:: PROBLEMS TO WORK ON ::
1 > List every international legal instrument (convention or regulation) named in the contents listing.
2 > Reproduce, word for word, the stretch of the contents listing from "Here is the" through "the Hague Convention.".

──────── PAGE ────────

Here is the contents:

  • Anne Röthel/Evelyn Woitge: “Das Kollisionsrecht der Vorsorgevollmacht” – the English abstract reads as follows:

  Various European national laws have recently implemented powers of representation granted by an adult to be exercised when he or she is not in a position to protect his or her interests. The authors show the existence and scope of these powers of representation within Europe and identify the need for conflict norms for this legal institution. Based on an analysis of the respective rules in the Hague Convention on the international protection of adults, the authors highlight the need to find a national solution that acknowledges the special interests of incapable adults. They suggest a regulation for powers of representation in autonomous international private law that adapts the concept of the Hague Convention.

  • Stefanie Sendmeyer: “Die Rückabwicklung nichtiger Verträge im Spannungsfeld zwischen Rom II-VO und Internationalem Vertragsrecht” – the English abstract reads as follows:

In private international law, it is highly disputed whether the law applicable to claims aiming to reverse enrichment in case of a void contract is determined by Art. 10 (1) lit. e) Rome II Regulation or by Art. 10 (1) lit. e) Rome Convention or Art. 12 (1) lit. e) Rome I Regulation respectively. After a short analysis of the current state of discussion, it is shown that the argument emanates from the erroneous assumption that the question of restitution in such cases is a matter of unjust enrichment according to Art. 10 Rome II Regulation as well as a topic of private international law concerning contractual obligations. In fact, the question has to be solved by clearly differentiating between contractual and non-contractual obligations and, therefore, between the scope of the Rome II Regulation and the scope of the instruments of private international law dealing with contractual obligations. In consistence with European international procedural law, restitution in case of a void contract is considered a contractual obligation and, therefore, the applicable law is determined by Art. 10 (1) lit. e) Rome Convention or Art. 12 (1) lit. e) Rome II Regulation respectively.

──────── DATASET CONTENT ────────

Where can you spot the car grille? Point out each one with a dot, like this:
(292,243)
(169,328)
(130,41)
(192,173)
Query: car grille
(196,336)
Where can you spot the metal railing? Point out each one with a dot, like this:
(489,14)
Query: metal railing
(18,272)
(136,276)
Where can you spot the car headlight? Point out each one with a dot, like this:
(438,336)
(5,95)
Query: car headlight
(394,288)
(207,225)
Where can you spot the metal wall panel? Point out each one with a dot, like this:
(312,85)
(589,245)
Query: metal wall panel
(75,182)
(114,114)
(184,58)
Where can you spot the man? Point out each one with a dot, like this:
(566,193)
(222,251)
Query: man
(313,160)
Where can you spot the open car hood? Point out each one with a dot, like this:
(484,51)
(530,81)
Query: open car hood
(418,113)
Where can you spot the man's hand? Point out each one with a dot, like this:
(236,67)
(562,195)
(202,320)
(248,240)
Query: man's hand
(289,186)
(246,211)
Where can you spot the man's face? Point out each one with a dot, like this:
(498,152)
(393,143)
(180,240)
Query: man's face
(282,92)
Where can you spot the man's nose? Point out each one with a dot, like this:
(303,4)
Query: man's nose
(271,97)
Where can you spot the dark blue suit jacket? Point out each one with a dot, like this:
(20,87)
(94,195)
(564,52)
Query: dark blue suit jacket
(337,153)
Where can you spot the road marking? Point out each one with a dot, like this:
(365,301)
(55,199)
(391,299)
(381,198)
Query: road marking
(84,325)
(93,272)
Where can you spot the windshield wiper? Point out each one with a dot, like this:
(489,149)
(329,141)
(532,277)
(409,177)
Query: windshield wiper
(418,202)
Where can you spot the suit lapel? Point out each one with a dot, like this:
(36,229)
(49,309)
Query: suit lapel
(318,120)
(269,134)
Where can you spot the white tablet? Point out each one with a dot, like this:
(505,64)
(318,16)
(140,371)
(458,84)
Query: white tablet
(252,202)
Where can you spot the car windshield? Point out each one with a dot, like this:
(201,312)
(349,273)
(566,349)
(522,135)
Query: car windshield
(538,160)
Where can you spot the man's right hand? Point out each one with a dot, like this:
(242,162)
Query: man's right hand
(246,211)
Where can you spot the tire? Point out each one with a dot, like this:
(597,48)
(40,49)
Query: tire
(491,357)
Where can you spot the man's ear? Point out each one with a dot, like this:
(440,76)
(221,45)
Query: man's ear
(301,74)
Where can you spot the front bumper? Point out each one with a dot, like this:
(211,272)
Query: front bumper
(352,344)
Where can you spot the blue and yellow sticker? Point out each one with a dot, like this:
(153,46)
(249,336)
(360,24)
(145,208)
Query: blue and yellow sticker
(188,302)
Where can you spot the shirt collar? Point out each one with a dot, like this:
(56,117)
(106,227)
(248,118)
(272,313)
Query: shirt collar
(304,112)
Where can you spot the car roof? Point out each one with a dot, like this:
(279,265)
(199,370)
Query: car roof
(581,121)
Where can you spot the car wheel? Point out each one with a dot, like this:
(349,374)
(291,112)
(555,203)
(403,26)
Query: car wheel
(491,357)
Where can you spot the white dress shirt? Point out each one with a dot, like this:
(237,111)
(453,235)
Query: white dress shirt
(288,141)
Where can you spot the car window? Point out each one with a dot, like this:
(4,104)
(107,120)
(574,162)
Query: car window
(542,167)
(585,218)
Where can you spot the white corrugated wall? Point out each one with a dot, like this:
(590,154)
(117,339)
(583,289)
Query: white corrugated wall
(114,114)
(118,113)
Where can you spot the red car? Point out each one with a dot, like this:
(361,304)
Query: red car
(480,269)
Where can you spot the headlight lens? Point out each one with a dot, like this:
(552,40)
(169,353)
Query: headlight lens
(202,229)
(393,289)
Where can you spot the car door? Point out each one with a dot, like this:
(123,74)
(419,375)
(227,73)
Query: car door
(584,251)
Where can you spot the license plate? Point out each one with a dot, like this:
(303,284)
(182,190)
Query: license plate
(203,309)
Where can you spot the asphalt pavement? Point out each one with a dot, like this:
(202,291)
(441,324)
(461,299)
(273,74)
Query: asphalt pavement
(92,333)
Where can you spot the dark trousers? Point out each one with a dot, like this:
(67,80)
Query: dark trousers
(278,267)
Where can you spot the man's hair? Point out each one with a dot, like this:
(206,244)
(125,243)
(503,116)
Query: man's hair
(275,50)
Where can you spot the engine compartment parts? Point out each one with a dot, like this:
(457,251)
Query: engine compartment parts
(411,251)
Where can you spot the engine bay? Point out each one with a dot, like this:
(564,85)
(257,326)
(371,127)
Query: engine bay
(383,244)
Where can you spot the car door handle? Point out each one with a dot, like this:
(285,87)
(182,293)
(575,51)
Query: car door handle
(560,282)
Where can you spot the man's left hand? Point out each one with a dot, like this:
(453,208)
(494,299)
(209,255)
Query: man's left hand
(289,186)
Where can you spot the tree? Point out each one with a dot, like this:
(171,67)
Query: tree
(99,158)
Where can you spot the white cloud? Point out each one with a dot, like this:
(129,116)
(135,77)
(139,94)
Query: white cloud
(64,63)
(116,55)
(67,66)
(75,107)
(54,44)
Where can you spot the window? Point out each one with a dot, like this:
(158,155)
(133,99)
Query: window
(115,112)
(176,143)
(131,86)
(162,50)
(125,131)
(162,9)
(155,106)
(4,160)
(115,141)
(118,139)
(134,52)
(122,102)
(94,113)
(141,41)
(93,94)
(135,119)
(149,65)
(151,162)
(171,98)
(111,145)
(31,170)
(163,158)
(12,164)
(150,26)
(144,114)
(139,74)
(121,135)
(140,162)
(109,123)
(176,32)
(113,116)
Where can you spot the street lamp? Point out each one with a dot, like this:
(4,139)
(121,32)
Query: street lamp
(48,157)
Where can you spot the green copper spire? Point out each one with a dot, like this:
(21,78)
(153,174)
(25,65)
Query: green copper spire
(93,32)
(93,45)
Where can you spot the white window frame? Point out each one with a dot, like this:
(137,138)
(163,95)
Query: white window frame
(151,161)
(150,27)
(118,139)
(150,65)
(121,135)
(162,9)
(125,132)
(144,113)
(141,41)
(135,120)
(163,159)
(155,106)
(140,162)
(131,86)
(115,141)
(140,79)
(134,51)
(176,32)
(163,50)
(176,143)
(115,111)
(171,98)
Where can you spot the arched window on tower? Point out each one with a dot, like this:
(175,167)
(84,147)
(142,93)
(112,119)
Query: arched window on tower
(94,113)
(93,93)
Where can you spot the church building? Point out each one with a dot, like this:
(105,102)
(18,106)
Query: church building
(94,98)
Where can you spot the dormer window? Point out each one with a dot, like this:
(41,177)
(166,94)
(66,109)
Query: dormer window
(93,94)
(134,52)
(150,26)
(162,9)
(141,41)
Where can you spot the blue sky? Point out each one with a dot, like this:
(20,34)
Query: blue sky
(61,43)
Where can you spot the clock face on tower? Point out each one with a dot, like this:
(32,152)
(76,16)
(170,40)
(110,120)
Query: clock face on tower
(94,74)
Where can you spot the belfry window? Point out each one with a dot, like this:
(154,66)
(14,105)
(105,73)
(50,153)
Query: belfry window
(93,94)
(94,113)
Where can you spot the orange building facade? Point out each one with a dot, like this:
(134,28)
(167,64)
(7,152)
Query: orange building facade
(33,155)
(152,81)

────────

:: SOLUTIONS FOR EACH TASK ::
1 >
- Hague Convention on the international protection of adults
- Rome II Regulation
- Rome Convention
- Rome I Regulation

2 >
Here is the contents:

  • Anne Röthel/Evelyn Woitge: “Das Kollisionsrecht der Vorsorgevollmacht” – the English abstract reads as follows:

  Various European national laws have recently implemented powers of representation granted by an adult to be exercised when he or she is not in a position to protect his or her interests. The authors show the existence and scope of these powers of representation within Europe and identify the need for conflict norms for this legal institution. Based on an analysis of the respective rules in the Hague Convention on the international protection of adults, the authors highlight the need to find a national solution that acknowledges the special interests of incapable adults. They suggest a regulation for powers of representation in autonomous international private law that adapts the concept of the Hague Convention.